--- START OF DOCUMENT PASSAGE ---

“Key to happiness? Religion. (Really.)”

“Key to happiness? Religion. (Really.)”

 

A beach in Maui
All you need to do in order to be here next Sunday is to skip church. And, if you drink the right brand of lite beer, you’ll not only BE here, but you’ll be surrounded entirely by attractive young models who absolutely adore you. Don’t believe me? Watch the commercials!
(Click to enlarge.)

 

http://www.johnmitsima.com/key-to-happiness-religion-really/

 

Thanks to Allen Wyatt for sharing this with me.

 

There are two deeply hostile and mocking, mostly aggressively atheist message boards that I look at fairly often.  (I like to know what’s agitating the people there.)

 

On one of them, there’s invariably a thread every Sunday wherein people list all the wonderful things they’re doing that day instead of attending church.

 

And they may well be giving an accurate summary of their Sundays.  They may really spend the first day of each week gathering berries from alpine meadows, playing Rachmaninoff, winning marathons, finishing novels, and being served breakfast in bed by their fashion-model former-Olympian spouses.

--- END OF DOCUMENT PASSAGE ---

**REQUIREMENT 1:**
Reproduce the whole listing, request lines included, offsetting every bounding-box coordinate in its detection results by -35.

--- START OF GIVEN ENTRIES ---

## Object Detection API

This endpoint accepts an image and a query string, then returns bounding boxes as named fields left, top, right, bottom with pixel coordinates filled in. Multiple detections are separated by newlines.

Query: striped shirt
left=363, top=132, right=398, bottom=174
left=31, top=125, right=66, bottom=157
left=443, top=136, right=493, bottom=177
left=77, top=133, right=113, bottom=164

--- END OF GIVEN ENTRIES ---

**REQUIREMENT 2:**
From the post on religion and happiness, list every Sunday activity in the closing sentence that the message-board posters may really spend the day doing.

**FULL SOLUTION 1:**
## Object Detection API

This endpoint accepts an image and a query string, then returns bounding boxes as named fields left, top, right, bottom with pixel coordinates filled in. Multiple detections are separated by newlines.

Query: striped shirt
left=328, top=97, right=363, bottom=139
left=-4, top=90, right=31, bottom=122
left=408, top=101, right=458, bottom=142
left=42, top=98, right=78, bottom=129

**FULL SOLUTION 2:**
- gathering berries from alpine meadows
- playing Rachmaninoff
- winning marathons
- finishing novels
- being served breakfast in bed by their fashion-model former-Olympian spouses